* _THE TASK_
Repeat the passage about the cyber attack on the European Commission word for word, starting at "As a result, the" and ending at "remote email access.".

* _EXTRACT TO READ_

_ _ _

The attack targeted the European External Action Service (EEAS), which is the European Commission's foreign ministry and diplomatic corps. (The commission itself serves as the European Union's executive body.) According to an internal memo seen by EUObserver, "We have found evidence that both the commission and EEAS are the subject of an ongoing widespread cyber attack."

As a result, the European Commission -- which has launched an investigation -- advised all of its staff to change their passwords and use only secure email for sensitive communications. It also disabled the intranet as well as remote email access.

The commission has so far declined to provide more details about the attack, although EU spokesperson Antony Gravili told the AFP international news agency that the security breach stemmed from a malware incident, rather than being a targeted attack aimed at stealing financial secrets.

But the malware could indeed have been used as part of a targeted attack, said Rik Ferguson, director of security research and communication at Trend Micro, in a blog post. "Malware is simply one of the tools in the criminal and international espionage bag of tricks and making such a clear distinction before a thorough investigation has been completed may be counter-productive, to say the least."

_ _ _

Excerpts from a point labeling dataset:
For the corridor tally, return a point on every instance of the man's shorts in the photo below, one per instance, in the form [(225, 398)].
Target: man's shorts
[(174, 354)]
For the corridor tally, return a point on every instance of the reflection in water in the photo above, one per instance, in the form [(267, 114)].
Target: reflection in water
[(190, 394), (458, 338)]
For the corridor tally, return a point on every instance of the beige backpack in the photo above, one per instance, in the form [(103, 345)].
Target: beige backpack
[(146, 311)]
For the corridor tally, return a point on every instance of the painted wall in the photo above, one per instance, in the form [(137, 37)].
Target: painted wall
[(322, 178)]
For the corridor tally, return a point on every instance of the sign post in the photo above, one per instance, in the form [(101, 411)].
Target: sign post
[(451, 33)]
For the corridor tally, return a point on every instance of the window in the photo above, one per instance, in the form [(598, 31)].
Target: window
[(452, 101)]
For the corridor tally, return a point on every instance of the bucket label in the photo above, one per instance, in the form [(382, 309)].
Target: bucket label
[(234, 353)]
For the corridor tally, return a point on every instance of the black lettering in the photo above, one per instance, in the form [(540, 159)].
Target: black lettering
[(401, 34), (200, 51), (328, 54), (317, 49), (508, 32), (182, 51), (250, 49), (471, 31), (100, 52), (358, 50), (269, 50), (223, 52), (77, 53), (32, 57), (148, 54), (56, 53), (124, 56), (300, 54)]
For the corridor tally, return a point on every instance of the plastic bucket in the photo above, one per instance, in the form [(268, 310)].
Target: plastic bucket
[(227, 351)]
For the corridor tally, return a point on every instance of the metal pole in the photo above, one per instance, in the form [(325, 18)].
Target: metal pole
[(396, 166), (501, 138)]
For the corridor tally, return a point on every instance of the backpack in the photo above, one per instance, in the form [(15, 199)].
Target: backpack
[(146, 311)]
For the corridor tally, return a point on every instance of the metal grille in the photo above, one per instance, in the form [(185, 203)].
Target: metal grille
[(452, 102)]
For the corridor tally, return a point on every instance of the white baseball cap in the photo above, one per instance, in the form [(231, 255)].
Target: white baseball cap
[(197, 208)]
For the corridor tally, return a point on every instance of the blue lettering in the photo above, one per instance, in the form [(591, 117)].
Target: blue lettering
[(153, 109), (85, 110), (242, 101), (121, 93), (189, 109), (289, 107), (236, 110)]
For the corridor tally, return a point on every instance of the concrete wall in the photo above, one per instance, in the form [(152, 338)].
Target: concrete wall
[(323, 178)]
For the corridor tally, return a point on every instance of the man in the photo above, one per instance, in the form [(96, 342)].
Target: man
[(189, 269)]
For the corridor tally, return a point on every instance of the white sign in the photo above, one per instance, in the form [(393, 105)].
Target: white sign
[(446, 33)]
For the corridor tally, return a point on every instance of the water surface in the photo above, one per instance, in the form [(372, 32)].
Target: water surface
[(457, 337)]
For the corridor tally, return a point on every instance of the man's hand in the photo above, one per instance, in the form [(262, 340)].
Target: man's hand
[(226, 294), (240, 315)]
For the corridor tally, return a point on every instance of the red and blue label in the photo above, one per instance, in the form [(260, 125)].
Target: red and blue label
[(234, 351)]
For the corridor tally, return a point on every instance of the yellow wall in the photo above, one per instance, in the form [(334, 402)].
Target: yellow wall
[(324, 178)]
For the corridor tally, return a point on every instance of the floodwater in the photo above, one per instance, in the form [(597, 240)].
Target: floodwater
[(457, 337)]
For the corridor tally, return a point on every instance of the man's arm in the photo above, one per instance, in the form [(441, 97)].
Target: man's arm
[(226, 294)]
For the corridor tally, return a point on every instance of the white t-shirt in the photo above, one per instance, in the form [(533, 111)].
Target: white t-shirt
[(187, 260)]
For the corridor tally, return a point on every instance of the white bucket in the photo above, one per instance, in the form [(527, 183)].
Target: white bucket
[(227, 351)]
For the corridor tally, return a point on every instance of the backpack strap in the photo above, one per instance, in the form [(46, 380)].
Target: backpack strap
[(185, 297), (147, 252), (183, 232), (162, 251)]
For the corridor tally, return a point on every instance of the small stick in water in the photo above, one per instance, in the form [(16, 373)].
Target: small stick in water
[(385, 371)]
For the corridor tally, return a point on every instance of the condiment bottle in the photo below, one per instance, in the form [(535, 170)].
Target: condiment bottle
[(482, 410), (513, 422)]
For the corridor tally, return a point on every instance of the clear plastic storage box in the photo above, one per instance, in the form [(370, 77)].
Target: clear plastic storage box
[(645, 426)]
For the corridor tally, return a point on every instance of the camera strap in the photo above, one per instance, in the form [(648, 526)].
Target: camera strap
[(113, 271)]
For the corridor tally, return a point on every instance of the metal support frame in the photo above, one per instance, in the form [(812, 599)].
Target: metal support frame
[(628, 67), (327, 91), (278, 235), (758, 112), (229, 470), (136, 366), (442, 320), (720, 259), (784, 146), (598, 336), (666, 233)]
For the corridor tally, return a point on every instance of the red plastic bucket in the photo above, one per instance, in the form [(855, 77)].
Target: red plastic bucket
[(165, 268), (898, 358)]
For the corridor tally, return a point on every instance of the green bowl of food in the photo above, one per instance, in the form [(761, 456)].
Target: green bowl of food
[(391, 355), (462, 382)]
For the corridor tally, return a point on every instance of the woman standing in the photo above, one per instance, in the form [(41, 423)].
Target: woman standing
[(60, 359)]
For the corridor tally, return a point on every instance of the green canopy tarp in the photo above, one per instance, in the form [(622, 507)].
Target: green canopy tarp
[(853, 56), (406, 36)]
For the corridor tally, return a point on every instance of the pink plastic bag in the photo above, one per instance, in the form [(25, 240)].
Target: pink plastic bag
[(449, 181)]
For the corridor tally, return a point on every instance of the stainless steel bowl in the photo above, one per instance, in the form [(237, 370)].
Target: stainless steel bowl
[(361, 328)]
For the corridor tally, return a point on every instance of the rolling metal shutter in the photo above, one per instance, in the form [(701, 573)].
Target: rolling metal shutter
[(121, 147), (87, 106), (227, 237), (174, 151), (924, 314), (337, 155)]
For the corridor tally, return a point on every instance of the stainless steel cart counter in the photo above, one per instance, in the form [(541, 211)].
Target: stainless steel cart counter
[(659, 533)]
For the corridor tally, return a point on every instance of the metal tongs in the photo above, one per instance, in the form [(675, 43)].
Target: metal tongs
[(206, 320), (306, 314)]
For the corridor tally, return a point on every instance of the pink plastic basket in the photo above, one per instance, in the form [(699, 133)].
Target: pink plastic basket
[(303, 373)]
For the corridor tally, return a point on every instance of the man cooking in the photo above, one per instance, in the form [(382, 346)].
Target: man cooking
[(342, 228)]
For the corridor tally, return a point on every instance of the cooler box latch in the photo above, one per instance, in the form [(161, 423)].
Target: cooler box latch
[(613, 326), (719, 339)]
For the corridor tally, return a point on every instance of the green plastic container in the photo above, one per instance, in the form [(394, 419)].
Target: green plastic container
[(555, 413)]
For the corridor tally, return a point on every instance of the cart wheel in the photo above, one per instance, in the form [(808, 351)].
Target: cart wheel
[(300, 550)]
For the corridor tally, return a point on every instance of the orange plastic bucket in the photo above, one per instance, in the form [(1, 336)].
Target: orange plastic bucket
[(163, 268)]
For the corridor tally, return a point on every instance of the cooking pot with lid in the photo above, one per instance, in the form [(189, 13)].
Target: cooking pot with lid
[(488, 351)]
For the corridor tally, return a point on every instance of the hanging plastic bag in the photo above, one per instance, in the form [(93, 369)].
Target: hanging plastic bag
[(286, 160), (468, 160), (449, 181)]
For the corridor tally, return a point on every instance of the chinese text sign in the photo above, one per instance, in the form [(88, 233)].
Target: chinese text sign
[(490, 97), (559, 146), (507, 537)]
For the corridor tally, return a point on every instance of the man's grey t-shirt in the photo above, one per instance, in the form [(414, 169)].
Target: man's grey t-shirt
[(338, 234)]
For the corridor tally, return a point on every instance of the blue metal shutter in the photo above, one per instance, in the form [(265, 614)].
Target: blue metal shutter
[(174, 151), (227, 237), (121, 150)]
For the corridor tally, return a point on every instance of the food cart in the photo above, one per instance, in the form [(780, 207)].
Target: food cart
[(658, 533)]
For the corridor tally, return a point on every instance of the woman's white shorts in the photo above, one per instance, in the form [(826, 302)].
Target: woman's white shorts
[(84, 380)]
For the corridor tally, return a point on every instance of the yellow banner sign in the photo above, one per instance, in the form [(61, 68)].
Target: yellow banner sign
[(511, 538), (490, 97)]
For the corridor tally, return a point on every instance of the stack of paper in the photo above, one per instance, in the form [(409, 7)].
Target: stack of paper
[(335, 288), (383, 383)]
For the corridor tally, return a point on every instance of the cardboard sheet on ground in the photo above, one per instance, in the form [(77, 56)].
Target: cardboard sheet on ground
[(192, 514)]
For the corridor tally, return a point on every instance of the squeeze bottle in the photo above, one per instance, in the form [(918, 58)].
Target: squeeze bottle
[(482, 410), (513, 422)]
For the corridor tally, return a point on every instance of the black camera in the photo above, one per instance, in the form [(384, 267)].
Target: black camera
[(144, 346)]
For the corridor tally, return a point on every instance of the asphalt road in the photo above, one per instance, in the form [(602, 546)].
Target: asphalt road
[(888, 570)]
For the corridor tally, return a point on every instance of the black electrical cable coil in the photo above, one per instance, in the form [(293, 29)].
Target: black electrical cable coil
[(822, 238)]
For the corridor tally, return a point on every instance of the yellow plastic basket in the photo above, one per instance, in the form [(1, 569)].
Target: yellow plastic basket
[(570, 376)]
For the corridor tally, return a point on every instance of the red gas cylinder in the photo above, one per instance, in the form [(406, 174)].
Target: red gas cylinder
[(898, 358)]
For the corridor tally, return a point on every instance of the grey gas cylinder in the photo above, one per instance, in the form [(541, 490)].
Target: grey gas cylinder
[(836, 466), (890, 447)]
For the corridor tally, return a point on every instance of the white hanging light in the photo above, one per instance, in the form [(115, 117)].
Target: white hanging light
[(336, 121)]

_ _ _

* _EXERCISE OUTPUT_
As a result, the European Commission -- which has launched an investigation -- advised all of its staff to change their passwords and use only secure email for sensitive communications. It also disabled the intranet as well as remote email access.